United States District Court, E.D. Michigan, Southern Division

April 16, 2018

DAVID HANEY, Plaintiff,
v.
CORIZON INSURANCE COMPANY, et al., Defendants.

          Nancy G. Edmunds, District Judge

          REPORT AND RECOMMENDATION

          MONA K. MAJZOUB, UNITED STATES MAGISTRATE JUDGE

         Plaintiff David Haney filed this pro se civil rights matter against a number of employees of the Michigan Department of Corrections, healthcare providers employed by MDOC contractors, and two health insurance companies. (Docket no. 1.) Plaintiff claims that Defendants denied him adequate medical care in violation of the Eighth and Fourteenth Amendments to the United States Constitution, Article I, section 17 of the Michigan Constitution, and the Americans with Disabilities Act. (Id. at 3.) He seeks monetary damages including “costs and fees, ” as well as declaratory and injunctive relief. (Id. at 45.)

         Defendants Nicki Monroe, Addie Briske, Vicki Jensen, Deborah Swickely, Bridget Ball, and Jack Bellinger (the “MDOC Defendants”) filed a motion for summary judgment seeking to dismiss all claims against them. (Docket no. 52.) In addition, Defendants Corizon Health, Inc. and Robert Crompton, M.D. (the “Corizon Defendants”) filed a motion to dismiss Plaintiff's claims. (Docket no. 46.) All pretrial matters have been referred to the undersigned for consideration. (Docket no. 26.) The undersigned has reviewed the pleadings and dispenses with a hearing pursuant to Eastern District of Michigan Local Rule 7.1(f).

• DATASET RECORDS
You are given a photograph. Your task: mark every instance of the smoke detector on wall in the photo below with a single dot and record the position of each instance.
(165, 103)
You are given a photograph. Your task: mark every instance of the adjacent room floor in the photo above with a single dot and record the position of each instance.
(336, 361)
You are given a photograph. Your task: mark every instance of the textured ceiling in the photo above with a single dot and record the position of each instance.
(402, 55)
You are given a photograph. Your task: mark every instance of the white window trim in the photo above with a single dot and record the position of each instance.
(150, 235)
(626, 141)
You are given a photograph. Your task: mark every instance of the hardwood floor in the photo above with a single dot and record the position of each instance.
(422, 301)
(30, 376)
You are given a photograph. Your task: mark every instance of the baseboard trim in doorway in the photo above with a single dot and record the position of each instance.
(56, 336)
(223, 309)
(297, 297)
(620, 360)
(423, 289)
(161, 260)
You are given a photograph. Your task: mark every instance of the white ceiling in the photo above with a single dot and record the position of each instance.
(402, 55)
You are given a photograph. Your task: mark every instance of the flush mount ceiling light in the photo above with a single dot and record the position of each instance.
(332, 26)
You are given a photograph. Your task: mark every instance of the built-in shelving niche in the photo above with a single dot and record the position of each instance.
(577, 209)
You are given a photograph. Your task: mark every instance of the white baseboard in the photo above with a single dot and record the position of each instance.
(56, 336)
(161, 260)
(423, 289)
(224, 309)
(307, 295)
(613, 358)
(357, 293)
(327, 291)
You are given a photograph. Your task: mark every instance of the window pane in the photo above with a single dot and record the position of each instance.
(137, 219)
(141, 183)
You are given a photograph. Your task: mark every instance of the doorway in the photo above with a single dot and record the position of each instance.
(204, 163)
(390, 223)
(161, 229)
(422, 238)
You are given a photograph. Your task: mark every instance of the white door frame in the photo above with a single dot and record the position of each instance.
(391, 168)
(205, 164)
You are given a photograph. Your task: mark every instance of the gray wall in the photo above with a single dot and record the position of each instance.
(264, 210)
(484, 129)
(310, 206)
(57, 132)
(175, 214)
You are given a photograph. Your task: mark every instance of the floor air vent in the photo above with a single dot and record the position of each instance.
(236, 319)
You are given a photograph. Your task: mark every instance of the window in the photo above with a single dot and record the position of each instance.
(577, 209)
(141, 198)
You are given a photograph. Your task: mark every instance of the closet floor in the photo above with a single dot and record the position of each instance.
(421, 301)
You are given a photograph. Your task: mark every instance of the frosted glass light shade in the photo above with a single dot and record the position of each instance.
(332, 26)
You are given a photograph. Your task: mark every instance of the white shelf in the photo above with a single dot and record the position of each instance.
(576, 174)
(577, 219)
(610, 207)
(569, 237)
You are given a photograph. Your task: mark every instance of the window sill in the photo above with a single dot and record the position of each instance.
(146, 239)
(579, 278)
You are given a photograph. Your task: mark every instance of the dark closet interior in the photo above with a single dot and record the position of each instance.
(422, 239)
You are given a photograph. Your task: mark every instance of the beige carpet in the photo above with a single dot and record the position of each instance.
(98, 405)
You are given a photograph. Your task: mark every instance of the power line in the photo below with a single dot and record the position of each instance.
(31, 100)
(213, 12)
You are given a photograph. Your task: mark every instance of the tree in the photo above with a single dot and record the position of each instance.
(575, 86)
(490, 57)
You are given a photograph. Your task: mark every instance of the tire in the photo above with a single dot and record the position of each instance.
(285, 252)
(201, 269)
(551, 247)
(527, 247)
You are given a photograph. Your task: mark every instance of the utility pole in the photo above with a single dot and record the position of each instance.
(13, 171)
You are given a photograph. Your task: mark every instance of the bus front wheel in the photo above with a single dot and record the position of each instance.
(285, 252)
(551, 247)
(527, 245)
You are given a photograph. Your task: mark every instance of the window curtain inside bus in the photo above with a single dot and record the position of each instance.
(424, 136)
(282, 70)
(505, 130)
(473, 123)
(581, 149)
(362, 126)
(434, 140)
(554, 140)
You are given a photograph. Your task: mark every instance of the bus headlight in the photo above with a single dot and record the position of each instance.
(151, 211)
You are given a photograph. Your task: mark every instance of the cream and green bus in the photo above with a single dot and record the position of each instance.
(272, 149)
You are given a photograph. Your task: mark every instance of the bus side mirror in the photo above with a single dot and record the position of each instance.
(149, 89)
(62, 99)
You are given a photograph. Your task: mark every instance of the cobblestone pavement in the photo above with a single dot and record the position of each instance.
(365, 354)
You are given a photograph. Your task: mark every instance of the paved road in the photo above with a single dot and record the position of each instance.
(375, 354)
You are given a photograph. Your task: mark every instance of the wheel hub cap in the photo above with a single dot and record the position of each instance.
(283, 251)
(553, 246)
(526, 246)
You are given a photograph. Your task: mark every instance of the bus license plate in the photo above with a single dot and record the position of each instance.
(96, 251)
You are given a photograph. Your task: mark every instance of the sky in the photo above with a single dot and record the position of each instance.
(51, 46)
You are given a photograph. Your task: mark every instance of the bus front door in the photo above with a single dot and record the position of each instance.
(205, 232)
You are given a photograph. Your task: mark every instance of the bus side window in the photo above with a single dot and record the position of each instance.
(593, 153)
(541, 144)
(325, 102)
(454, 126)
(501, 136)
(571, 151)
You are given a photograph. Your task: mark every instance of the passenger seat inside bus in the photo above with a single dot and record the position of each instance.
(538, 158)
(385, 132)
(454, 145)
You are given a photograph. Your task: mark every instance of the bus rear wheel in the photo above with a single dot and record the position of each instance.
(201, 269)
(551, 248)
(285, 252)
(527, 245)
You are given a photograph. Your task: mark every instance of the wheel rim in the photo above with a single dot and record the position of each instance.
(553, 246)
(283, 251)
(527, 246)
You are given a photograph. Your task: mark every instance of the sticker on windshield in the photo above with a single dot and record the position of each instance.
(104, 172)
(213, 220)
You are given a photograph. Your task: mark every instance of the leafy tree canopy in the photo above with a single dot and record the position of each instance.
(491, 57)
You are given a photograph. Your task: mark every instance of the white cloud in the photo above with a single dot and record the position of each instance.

• WHAT TO DO
Reproduce, word for word, the part of the magistrate judge's report that opens with the words containing "Nancy G. Edmunds, District" and closes with "(Id. at 45.)".

• WRITTEN RESPONSE
Nancy G. Edmunds, District Judge

          REPORT AND RECOMMENDATION

          MONA K. MAJZOUB, UNITED STATES MAGISTRATE JUDGE

         Plaintiff David Haney filed this pro se civil rights matter against a number of employees of the Michigan Department of Corrections, healthcare providers employed by MDOC contractors, and two health insurance companies. (Docket no. 1.) Plaintiff claims that Defendants denied him adequate medical care in violation of the Eighth and Fourteenth Amendments to the United States Constitution, Article I, section 17 of the Michigan Constitution, and the Americans with Disabilities Act. (Id. at 3.) He seeks monetary damages including “costs and fees, ” as well as declaratory and injunctive relief. (Id. at 45.)